**** Entries
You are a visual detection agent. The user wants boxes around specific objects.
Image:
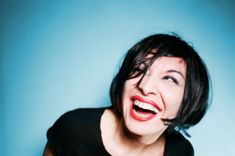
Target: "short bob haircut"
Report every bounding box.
[110,34,210,134]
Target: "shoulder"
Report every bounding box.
[48,108,105,133]
[165,131,194,156]
[47,108,108,155]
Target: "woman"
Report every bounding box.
[44,34,209,156]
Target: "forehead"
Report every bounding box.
[150,56,186,75]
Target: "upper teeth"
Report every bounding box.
[134,100,159,113]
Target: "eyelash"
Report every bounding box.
[162,76,179,85]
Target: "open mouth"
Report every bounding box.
[130,97,160,121]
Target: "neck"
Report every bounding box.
[117,120,164,147]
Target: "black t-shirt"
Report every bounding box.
[47,108,194,156]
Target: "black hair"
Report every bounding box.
[110,34,210,132]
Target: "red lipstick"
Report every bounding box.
[130,96,162,121]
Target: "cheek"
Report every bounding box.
[162,87,183,118]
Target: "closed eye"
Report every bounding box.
[162,76,179,85]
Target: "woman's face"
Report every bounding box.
[122,57,186,135]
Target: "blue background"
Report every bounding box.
[0,0,235,156]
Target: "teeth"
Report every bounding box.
[134,100,159,113]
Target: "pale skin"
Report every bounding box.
[44,57,186,156]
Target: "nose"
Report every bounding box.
[138,75,158,96]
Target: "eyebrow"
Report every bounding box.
[167,69,185,79]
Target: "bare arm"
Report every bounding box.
[43,144,53,156]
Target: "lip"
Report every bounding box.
[131,95,162,112]
[130,95,162,121]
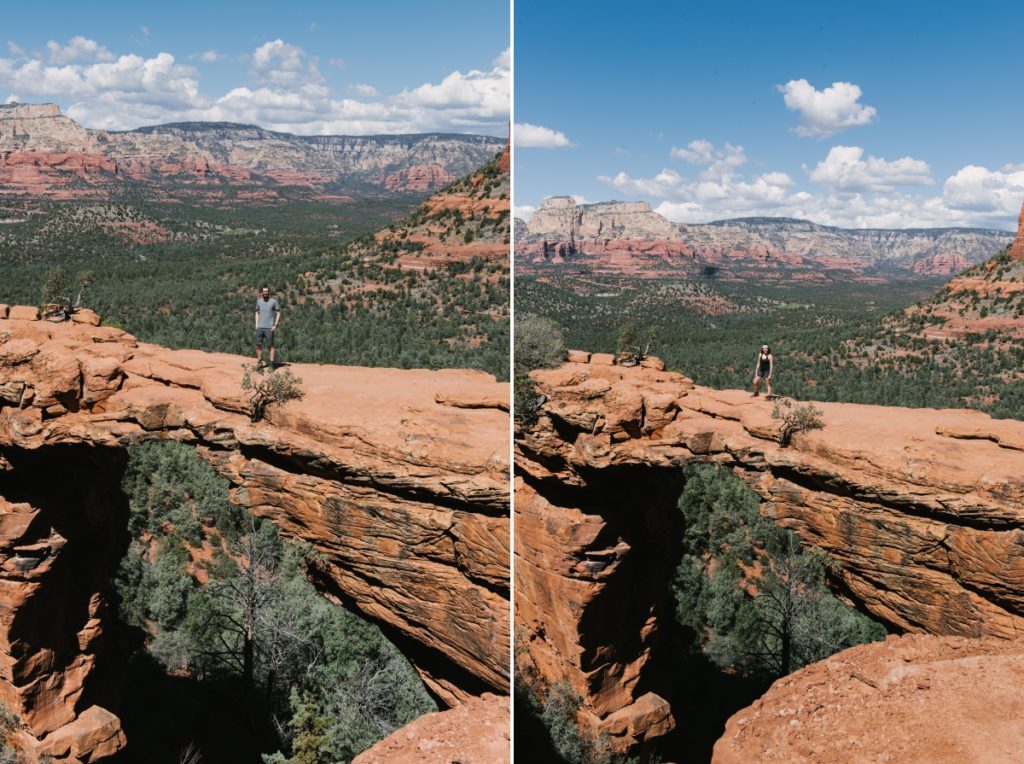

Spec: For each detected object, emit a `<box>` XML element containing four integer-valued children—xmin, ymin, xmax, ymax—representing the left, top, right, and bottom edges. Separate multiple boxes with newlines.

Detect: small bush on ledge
<box><xmin>771</xmin><ymin>398</ymin><xmax>825</xmax><ymax>448</ymax></box>
<box><xmin>242</xmin><ymin>365</ymin><xmax>305</xmax><ymax>422</ymax></box>
<box><xmin>42</xmin><ymin>267</ymin><xmax>96</xmax><ymax>321</ymax></box>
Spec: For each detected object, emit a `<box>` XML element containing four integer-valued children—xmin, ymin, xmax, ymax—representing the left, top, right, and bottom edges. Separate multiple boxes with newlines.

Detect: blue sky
<box><xmin>0</xmin><ymin>0</ymin><xmax>511</xmax><ymax>135</ymax></box>
<box><xmin>515</xmin><ymin>0</ymin><xmax>1024</xmax><ymax>229</ymax></box>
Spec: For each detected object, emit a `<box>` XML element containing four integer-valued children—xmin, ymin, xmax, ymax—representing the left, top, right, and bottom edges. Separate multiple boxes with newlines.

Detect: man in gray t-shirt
<box><xmin>256</xmin><ymin>286</ymin><xmax>281</xmax><ymax>369</ymax></box>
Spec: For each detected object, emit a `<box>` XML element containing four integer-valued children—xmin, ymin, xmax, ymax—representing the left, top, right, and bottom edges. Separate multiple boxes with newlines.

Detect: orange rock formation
<box><xmin>1010</xmin><ymin>199</ymin><xmax>1024</xmax><ymax>260</ymax></box>
<box><xmin>712</xmin><ymin>635</ymin><xmax>1024</xmax><ymax>764</ymax></box>
<box><xmin>515</xmin><ymin>353</ymin><xmax>1024</xmax><ymax>749</ymax></box>
<box><xmin>352</xmin><ymin>693</ymin><xmax>510</xmax><ymax>764</ymax></box>
<box><xmin>0</xmin><ymin>306</ymin><xmax>509</xmax><ymax>761</ymax></box>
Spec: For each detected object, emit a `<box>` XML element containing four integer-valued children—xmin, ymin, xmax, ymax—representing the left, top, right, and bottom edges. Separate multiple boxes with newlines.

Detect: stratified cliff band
<box><xmin>0</xmin><ymin>305</ymin><xmax>509</xmax><ymax>761</ymax></box>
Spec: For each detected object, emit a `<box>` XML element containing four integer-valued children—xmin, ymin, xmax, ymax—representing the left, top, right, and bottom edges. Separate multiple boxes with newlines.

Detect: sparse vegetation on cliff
<box><xmin>615</xmin><ymin>321</ymin><xmax>662</xmax><ymax>366</ymax></box>
<box><xmin>42</xmin><ymin>267</ymin><xmax>96</xmax><ymax>321</ymax></box>
<box><xmin>673</xmin><ymin>465</ymin><xmax>885</xmax><ymax>679</ymax></box>
<box><xmin>771</xmin><ymin>398</ymin><xmax>825</xmax><ymax>448</ymax></box>
<box><xmin>513</xmin><ymin>313</ymin><xmax>565</xmax><ymax>423</ymax></box>
<box><xmin>117</xmin><ymin>442</ymin><xmax>436</xmax><ymax>764</ymax></box>
<box><xmin>242</xmin><ymin>365</ymin><xmax>304</xmax><ymax>422</ymax></box>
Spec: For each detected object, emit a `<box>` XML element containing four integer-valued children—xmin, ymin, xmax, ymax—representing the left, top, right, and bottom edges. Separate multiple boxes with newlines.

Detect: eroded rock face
<box><xmin>515</xmin><ymin>356</ymin><xmax>1024</xmax><ymax>748</ymax></box>
<box><xmin>352</xmin><ymin>693</ymin><xmax>511</xmax><ymax>764</ymax></box>
<box><xmin>516</xmin><ymin>197</ymin><xmax>1011</xmax><ymax>282</ymax></box>
<box><xmin>0</xmin><ymin>103</ymin><xmax>502</xmax><ymax>197</ymax></box>
<box><xmin>0</xmin><ymin>308</ymin><xmax>509</xmax><ymax>761</ymax></box>
<box><xmin>712</xmin><ymin>635</ymin><xmax>1024</xmax><ymax>764</ymax></box>
<box><xmin>1010</xmin><ymin>199</ymin><xmax>1024</xmax><ymax>260</ymax></box>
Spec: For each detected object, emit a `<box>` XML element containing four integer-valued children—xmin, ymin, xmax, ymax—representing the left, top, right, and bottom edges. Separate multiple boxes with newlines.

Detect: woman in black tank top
<box><xmin>754</xmin><ymin>345</ymin><xmax>775</xmax><ymax>396</ymax></box>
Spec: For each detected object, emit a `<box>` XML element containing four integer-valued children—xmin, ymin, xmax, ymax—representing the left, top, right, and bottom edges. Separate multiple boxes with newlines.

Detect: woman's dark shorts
<box><xmin>256</xmin><ymin>329</ymin><xmax>273</xmax><ymax>347</ymax></box>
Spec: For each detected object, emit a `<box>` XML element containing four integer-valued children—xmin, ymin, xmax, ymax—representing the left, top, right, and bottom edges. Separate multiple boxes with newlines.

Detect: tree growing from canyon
<box><xmin>514</xmin><ymin>313</ymin><xmax>565</xmax><ymax>423</ymax></box>
<box><xmin>673</xmin><ymin>465</ymin><xmax>885</xmax><ymax>679</ymax></box>
<box><xmin>771</xmin><ymin>398</ymin><xmax>825</xmax><ymax>448</ymax></box>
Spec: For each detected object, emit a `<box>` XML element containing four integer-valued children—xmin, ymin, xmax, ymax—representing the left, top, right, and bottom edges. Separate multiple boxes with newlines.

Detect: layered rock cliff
<box><xmin>0</xmin><ymin>305</ymin><xmax>509</xmax><ymax>761</ymax></box>
<box><xmin>516</xmin><ymin>197</ymin><xmax>1012</xmax><ymax>278</ymax></box>
<box><xmin>1010</xmin><ymin>199</ymin><xmax>1024</xmax><ymax>260</ymax></box>
<box><xmin>0</xmin><ymin>103</ymin><xmax>504</xmax><ymax>198</ymax></box>
<box><xmin>712</xmin><ymin>634</ymin><xmax>1024</xmax><ymax>764</ymax></box>
<box><xmin>515</xmin><ymin>353</ymin><xmax>1024</xmax><ymax>749</ymax></box>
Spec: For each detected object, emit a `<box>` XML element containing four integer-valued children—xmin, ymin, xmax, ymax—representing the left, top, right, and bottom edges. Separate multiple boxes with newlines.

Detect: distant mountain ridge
<box><xmin>516</xmin><ymin>197</ymin><xmax>1013</xmax><ymax>281</ymax></box>
<box><xmin>0</xmin><ymin>103</ymin><xmax>505</xmax><ymax>198</ymax></box>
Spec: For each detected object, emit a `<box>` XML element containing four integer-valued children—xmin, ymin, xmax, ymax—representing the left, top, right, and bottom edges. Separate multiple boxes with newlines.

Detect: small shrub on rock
<box><xmin>617</xmin><ymin>321</ymin><xmax>660</xmax><ymax>366</ymax></box>
<box><xmin>242</xmin><ymin>366</ymin><xmax>305</xmax><ymax>422</ymax></box>
<box><xmin>42</xmin><ymin>268</ymin><xmax>96</xmax><ymax>321</ymax></box>
<box><xmin>771</xmin><ymin>398</ymin><xmax>825</xmax><ymax>448</ymax></box>
<box><xmin>515</xmin><ymin>313</ymin><xmax>565</xmax><ymax>372</ymax></box>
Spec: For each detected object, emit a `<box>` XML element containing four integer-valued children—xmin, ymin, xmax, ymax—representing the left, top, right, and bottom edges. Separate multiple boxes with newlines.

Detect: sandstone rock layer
<box><xmin>516</xmin><ymin>197</ymin><xmax>1012</xmax><ymax>283</ymax></box>
<box><xmin>352</xmin><ymin>693</ymin><xmax>511</xmax><ymax>764</ymax></box>
<box><xmin>1010</xmin><ymin>204</ymin><xmax>1024</xmax><ymax>260</ymax></box>
<box><xmin>0</xmin><ymin>307</ymin><xmax>509</xmax><ymax>761</ymax></box>
<box><xmin>515</xmin><ymin>354</ymin><xmax>1024</xmax><ymax>749</ymax></box>
<box><xmin>712</xmin><ymin>635</ymin><xmax>1024</xmax><ymax>764</ymax></box>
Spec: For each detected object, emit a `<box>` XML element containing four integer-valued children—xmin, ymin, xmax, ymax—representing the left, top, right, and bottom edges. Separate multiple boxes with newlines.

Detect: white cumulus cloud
<box><xmin>513</xmin><ymin>122</ymin><xmax>572</xmax><ymax>148</ymax></box>
<box><xmin>778</xmin><ymin>80</ymin><xmax>878</xmax><ymax>138</ymax></box>
<box><xmin>348</xmin><ymin>84</ymin><xmax>380</xmax><ymax>98</ymax></box>
<box><xmin>46</xmin><ymin>35</ymin><xmax>115</xmax><ymax>63</ymax></box>
<box><xmin>804</xmin><ymin>145</ymin><xmax>935</xmax><ymax>192</ymax></box>
<box><xmin>0</xmin><ymin>38</ymin><xmax>511</xmax><ymax>135</ymax></box>
<box><xmin>252</xmin><ymin>38</ymin><xmax>324</xmax><ymax>87</ymax></box>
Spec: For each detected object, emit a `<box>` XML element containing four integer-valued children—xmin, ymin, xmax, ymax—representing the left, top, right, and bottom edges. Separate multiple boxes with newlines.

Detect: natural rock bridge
<box><xmin>515</xmin><ymin>353</ymin><xmax>1024</xmax><ymax>749</ymax></box>
<box><xmin>0</xmin><ymin>305</ymin><xmax>510</xmax><ymax>761</ymax></box>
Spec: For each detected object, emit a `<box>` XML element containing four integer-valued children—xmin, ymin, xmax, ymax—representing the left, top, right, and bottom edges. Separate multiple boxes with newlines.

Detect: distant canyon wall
<box><xmin>0</xmin><ymin>103</ymin><xmax>505</xmax><ymax>198</ymax></box>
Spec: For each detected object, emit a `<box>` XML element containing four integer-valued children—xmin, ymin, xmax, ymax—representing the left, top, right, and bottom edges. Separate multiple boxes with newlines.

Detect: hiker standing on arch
<box><xmin>754</xmin><ymin>345</ymin><xmax>775</xmax><ymax>397</ymax></box>
<box><xmin>250</xmin><ymin>285</ymin><xmax>281</xmax><ymax>369</ymax></box>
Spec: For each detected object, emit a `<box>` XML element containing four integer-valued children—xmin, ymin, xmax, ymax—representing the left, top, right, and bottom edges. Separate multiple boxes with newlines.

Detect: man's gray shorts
<box><xmin>256</xmin><ymin>329</ymin><xmax>273</xmax><ymax>347</ymax></box>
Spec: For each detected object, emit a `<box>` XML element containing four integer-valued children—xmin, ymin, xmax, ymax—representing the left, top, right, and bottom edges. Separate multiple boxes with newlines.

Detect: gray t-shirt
<box><xmin>256</xmin><ymin>297</ymin><xmax>281</xmax><ymax>329</ymax></box>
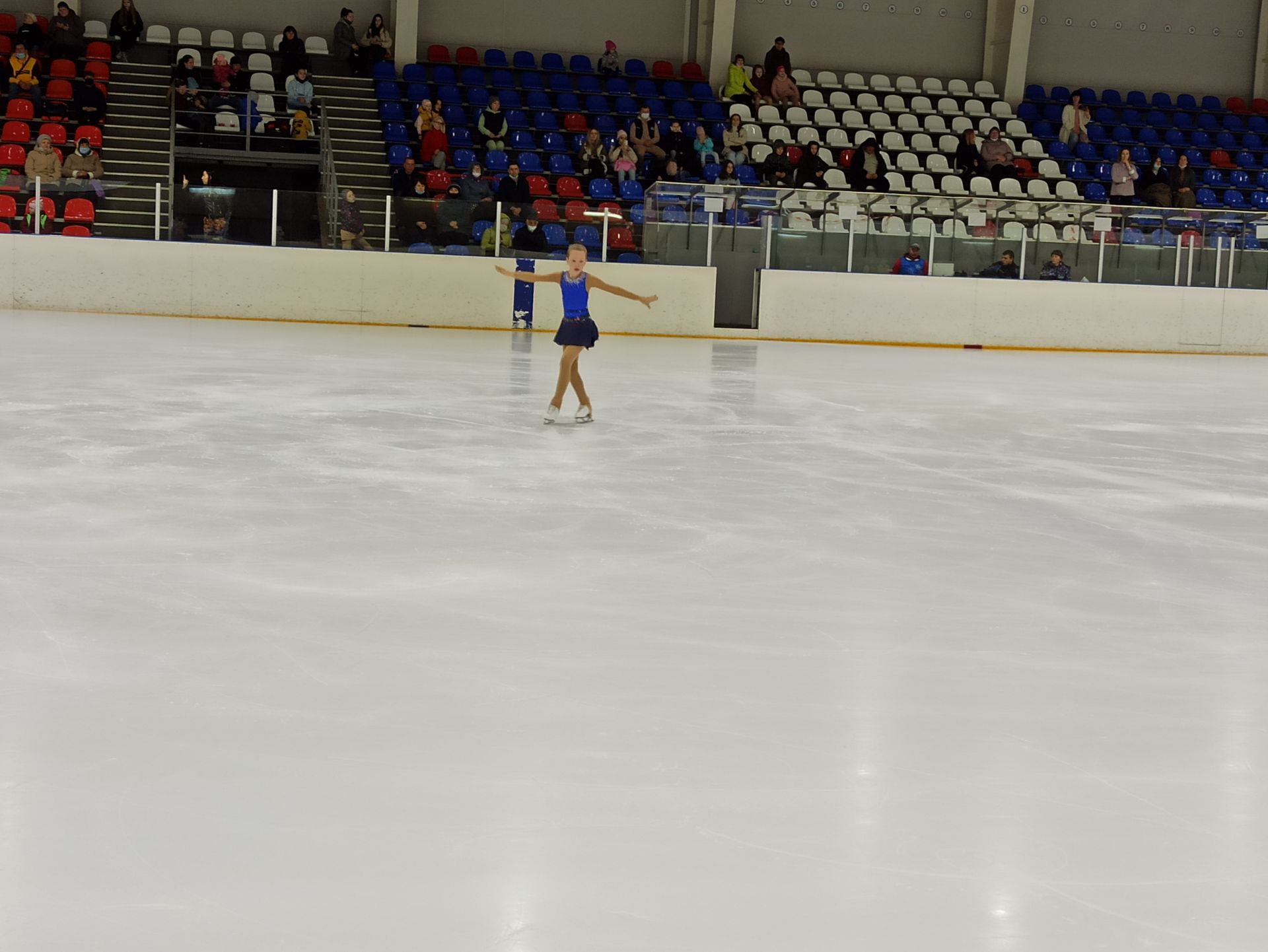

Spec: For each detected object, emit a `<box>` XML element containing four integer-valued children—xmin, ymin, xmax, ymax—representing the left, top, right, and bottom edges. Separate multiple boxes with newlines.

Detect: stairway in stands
<box><xmin>92</xmin><ymin>62</ymin><xmax>171</xmax><ymax>238</ymax></box>
<box><xmin>322</xmin><ymin>73</ymin><xmax>392</xmax><ymax>248</ymax></box>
********
_Your objective_.
Copy word for word the stretch from the start of the records through the line containing "[130,97,160,121]", with both ends included, and leave the pictures out of your answer.

_Result for this exercise_.
You are a visual detection agent. The user wants boxes around specific objects.
Image:
Target: "short bob haircut"
Report every bounding box.
[110,34,210,134]
Target: "shoulder"
Report every bounding box.
[48,108,105,133]
[165,131,194,156]
[47,108,108,155]
Target: "woman"
Report every bounding box.
[44,34,209,156]
Target: "forehead"
Report every bounding box.
[150,56,186,75]
Target: "upper teeth"
Report every bounding box.
[134,100,159,113]
Target: "eyelash"
Report every bounding box.
[162,76,179,85]
Target: "open mouth"
Report every bounding box.
[130,97,160,121]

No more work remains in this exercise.